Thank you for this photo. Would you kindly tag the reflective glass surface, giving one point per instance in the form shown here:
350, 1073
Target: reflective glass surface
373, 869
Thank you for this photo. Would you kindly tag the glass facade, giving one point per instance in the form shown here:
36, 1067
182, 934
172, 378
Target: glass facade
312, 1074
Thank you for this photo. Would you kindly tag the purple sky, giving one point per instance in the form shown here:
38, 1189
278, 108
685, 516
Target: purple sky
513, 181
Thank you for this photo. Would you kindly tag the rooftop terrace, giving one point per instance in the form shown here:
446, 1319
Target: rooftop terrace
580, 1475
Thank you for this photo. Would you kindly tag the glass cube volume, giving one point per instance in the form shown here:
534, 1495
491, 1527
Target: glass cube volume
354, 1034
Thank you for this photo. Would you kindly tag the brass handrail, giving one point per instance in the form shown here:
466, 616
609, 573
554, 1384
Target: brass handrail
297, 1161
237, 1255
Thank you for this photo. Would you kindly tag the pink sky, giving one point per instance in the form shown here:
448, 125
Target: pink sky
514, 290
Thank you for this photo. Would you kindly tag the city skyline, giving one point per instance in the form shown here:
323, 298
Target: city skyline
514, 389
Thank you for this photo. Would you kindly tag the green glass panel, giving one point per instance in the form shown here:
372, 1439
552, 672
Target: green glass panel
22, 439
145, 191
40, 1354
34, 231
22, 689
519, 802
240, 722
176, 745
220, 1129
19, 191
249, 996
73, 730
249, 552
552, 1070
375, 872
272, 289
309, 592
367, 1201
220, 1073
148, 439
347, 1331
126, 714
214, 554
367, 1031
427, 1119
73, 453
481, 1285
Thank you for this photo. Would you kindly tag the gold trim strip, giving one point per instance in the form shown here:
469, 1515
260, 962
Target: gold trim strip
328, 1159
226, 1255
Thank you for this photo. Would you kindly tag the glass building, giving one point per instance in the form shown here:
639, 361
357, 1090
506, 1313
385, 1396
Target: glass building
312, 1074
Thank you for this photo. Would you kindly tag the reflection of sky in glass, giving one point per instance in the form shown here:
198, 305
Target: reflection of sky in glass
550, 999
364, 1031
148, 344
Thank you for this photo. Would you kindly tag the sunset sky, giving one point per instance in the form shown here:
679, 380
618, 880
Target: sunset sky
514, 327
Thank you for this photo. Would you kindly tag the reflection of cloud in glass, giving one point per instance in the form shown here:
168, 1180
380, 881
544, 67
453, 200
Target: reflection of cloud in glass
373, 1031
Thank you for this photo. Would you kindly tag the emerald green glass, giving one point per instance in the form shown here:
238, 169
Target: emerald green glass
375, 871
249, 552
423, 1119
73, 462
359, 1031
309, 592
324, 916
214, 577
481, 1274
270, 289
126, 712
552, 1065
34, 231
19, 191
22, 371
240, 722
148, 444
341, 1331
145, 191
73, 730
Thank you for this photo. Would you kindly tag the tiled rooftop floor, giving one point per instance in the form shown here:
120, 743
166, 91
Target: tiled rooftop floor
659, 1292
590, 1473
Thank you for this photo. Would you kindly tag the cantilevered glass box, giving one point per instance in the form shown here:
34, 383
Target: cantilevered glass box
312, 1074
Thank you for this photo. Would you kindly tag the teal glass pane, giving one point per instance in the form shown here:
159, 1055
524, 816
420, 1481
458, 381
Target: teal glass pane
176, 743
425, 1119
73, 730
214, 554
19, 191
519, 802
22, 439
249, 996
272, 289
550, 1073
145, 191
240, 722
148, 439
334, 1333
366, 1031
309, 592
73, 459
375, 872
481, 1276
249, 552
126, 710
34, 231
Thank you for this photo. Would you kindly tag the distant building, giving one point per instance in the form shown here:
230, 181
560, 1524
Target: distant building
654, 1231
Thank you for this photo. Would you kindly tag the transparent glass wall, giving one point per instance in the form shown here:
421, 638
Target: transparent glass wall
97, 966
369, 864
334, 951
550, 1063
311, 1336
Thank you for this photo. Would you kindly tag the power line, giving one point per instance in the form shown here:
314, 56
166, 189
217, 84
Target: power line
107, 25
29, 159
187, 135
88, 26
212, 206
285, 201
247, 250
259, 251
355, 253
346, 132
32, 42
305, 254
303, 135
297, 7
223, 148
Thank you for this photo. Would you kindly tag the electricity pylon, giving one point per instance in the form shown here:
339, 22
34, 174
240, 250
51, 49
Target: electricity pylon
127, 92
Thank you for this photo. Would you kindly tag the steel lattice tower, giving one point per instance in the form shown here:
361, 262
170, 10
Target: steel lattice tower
▬▬▬▬▬▬▬▬▬▬
TASK BRIEF
Reproduce the records exactly, keeping every line.

EXERCISE ANSWER
Thank you for this photo. Would you kindly tag the reflective glass surface, giving one point per instance in the form shown here:
350, 1073
Target: reflective glass surface
373, 869
Thank you for this photo. Would you kindly tag the glass facade, giving one point per instance in the form shown here:
36, 1067
182, 934
172, 378
Target: glass facade
312, 1074
Thank you for this photo. Would you kindly tag the purple sky, giving one point per instance in the form shown here:
38, 1189
278, 108
685, 516
Target: purple sky
513, 181
Thank you for this photo. Would you kindly tag the rooftop terrace, giving one point per instance in the form shown here:
446, 1319
Target: rooftop terrace
580, 1475
Thank you for this photo. Would you kindly tag the glass cube volume, giving one point per instance in the form shown here:
534, 1495
491, 1527
Target: glass cube volume
354, 1034
Thank you for this photo. Would you kindly tag the brass handrail, giving one point per instance in the form shown here:
466, 616
609, 573
554, 1384
Target: brass handrail
297, 1161
237, 1255
Thank you for this photo. Would you kindly tag the pink sky, giving one point per instance in the form shown here:
448, 125
Target: pink sky
514, 290
Thank you for this photo. Would you kindly tag the city skyline, giving one point per instance in the form shown here:
323, 298
Target: city skyline
514, 389
Thank you for this photo. Would you kindly tag the green glass panel, giving one point per instance in the form shown here:
372, 1439
552, 672
Target: green glass panel
22, 439
145, 191
40, 1354
34, 231
22, 689
519, 802
240, 722
176, 745
220, 1129
19, 191
249, 996
73, 730
249, 552
552, 1070
375, 872
272, 289
309, 592
367, 1201
220, 1073
148, 439
347, 1331
126, 714
214, 554
367, 1031
427, 1119
73, 453
481, 1285
Thank you for this photo. Would you kindly tag the gold trim strip, giving one point per instance in the form shown here:
469, 1515
260, 962
Target: gold trim strip
328, 1159
226, 1255
Thank you for this photo. Would you kindly tag the glass building, giving one point per instance in the form shown here:
639, 361
357, 1090
506, 1313
385, 1396
Target: glass building
312, 1074
Thank you for this photo. Would you kindly tag the reflection of sky in glass, giving one point per instance in the form shown here:
198, 305
Target: reflection of sky in glass
550, 999
364, 1031
148, 344
Thank you for this photo. Would you kindly tag the sunset sky, giving one point per instance in the form shown here:
679, 380
618, 880
Target: sunset sky
514, 327
Thank you for this photo. Would you kindly tag the reflection of cloud in glass, giving one point per instance in the form shown here:
168, 1180
380, 881
544, 67
453, 200
Target: reflection of cloud in glass
373, 1031
Thank you for this photo. Would you kindly tag the emerald green glass, giving one point per instance in the form shown here:
238, 169
Target: emerald green glass
375, 871
249, 552
423, 1119
73, 462
359, 1031
309, 592
324, 916
214, 577
481, 1274
270, 289
126, 712
552, 1065
34, 231
19, 191
22, 371
240, 722
148, 444
341, 1331
145, 191
73, 730
Thank you for this photo. Would you kindly tag the tiled rooftop floor, giving one point per instance in the form shown here:
120, 743
166, 91
Target: tiled rooftop floor
659, 1292
590, 1473
Thank you for this photo. Would you kindly tag the cantilevered glass box, giving one point per instance in the form shown here:
34, 383
Target: cantilevered glass box
312, 1074
Thank you for this photo. Would you kindly tag the teal glass pane, giving one point per instance in the form shown here:
159, 1055
524, 816
420, 1481
458, 381
Target: teal glass pane
176, 743
425, 1119
73, 730
214, 554
19, 191
519, 802
22, 439
249, 996
272, 289
550, 1073
145, 191
240, 722
148, 439
334, 1333
366, 1031
309, 592
73, 459
375, 872
481, 1276
249, 552
126, 710
34, 231
Thank you for this photo. Would you kindly tag the distant building, giving one point per instance in the form shown here:
230, 181
560, 1524
Target: distant building
654, 1231
Thank you for this photo. Would you kindly tag the transparent glass wall, giving one point per instance in the form shown here:
421, 638
Target: transparent glass wall
97, 966
369, 864
334, 951
550, 1063
311, 1336
Thank you for this photo. Would you kindly tag the power line, giving one point per instance in the form shown here:
314, 56
166, 189
217, 84
Target: power line
107, 25
29, 159
187, 135
88, 26
212, 206
285, 201
247, 250
259, 251
355, 253
346, 132
32, 42
305, 254
303, 135
297, 7
223, 148
Thank you for this photo. Would you kindly tag the electricity pylon, giving one point per instance in the form shown here:
339, 22
34, 174
240, 250
51, 49
Target: electricity pylon
127, 92
Thank you for this photo. Would you kindly tag the steel lattice tower, giving one point per instance in the form shown here:
361, 262
170, 10
Target: steel lattice tower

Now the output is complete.